"""
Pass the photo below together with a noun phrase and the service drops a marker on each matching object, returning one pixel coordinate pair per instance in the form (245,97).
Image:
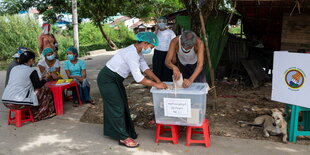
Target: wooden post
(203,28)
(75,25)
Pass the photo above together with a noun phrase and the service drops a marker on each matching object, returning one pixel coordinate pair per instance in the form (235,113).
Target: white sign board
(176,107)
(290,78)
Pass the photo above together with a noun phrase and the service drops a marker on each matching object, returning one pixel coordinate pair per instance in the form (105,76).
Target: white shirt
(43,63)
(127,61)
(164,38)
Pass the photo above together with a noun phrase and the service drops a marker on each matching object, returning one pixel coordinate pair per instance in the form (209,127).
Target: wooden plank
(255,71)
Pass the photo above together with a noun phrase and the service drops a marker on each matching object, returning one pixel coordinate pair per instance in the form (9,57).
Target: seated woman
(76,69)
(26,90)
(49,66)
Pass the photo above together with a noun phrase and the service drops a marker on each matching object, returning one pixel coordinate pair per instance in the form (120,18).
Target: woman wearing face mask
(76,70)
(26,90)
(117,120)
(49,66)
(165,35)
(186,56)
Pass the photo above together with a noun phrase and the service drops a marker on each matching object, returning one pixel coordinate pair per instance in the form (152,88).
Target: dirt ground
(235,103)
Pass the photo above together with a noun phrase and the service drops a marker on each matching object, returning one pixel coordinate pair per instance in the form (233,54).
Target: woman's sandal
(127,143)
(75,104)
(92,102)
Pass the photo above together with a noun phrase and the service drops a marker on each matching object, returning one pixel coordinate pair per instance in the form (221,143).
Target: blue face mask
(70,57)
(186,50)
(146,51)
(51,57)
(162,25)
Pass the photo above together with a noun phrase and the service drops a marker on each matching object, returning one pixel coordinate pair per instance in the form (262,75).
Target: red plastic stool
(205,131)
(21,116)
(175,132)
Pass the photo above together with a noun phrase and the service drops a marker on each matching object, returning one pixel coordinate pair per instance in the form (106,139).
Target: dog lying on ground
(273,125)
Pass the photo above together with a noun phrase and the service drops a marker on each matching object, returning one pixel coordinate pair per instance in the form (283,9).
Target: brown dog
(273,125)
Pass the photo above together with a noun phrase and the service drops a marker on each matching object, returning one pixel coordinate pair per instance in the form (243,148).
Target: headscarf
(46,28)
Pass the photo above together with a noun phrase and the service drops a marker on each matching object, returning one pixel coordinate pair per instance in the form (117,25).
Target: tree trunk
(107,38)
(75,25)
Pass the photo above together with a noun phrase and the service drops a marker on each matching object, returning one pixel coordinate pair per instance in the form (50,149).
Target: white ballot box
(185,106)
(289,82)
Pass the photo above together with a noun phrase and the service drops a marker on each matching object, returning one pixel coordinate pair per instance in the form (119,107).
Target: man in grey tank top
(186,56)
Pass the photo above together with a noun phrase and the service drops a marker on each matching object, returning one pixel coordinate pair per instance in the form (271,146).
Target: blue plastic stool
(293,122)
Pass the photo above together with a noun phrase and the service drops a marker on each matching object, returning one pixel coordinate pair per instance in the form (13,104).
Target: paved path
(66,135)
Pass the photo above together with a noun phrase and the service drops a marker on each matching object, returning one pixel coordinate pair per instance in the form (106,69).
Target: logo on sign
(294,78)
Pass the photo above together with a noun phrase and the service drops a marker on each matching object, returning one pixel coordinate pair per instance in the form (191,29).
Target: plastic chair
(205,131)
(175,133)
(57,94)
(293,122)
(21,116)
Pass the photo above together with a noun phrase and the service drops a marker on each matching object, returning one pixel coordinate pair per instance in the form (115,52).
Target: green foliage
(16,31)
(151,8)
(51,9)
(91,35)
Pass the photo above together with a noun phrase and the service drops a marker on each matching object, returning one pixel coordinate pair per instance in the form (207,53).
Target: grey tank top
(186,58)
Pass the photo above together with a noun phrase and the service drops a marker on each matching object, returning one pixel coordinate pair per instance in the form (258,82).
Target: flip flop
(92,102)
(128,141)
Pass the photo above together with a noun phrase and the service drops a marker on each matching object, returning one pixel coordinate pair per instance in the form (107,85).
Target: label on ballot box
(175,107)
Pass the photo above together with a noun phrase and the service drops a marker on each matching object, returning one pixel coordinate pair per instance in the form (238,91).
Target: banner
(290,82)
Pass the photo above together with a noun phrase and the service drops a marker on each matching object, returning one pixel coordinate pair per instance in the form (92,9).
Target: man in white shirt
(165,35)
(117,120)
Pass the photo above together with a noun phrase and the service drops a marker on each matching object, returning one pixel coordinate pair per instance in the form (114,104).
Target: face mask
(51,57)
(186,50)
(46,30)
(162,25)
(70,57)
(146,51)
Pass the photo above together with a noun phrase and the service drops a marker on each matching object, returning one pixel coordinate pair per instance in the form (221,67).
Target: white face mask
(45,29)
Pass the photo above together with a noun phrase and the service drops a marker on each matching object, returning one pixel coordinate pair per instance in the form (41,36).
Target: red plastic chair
"""
Exercise: Rewrite everything from the line containing "the form (114,104)." down through the end of the material, swapping "noun phrase" for "short description" and leaving every other word as it is.

Response to this exercise:
Pass the photo above together with a short description and the service drops a marker on each matching object, returning one pixel coordinate pair per instance in the form (114,104).
Target: face mask
(51,57)
(186,50)
(46,30)
(162,25)
(70,57)
(146,51)
Pass the photo above together with a short description and the service drops a marker on each matching object, returning one pixel coordinate pair per instance in the form (221,67).
Target: white face mask
(45,29)
Pass the photo above together with a short description and the service drops a marker on each matching object, returning one pixel coordinate pair per instance in the form (41,36).
Target: red plastic chair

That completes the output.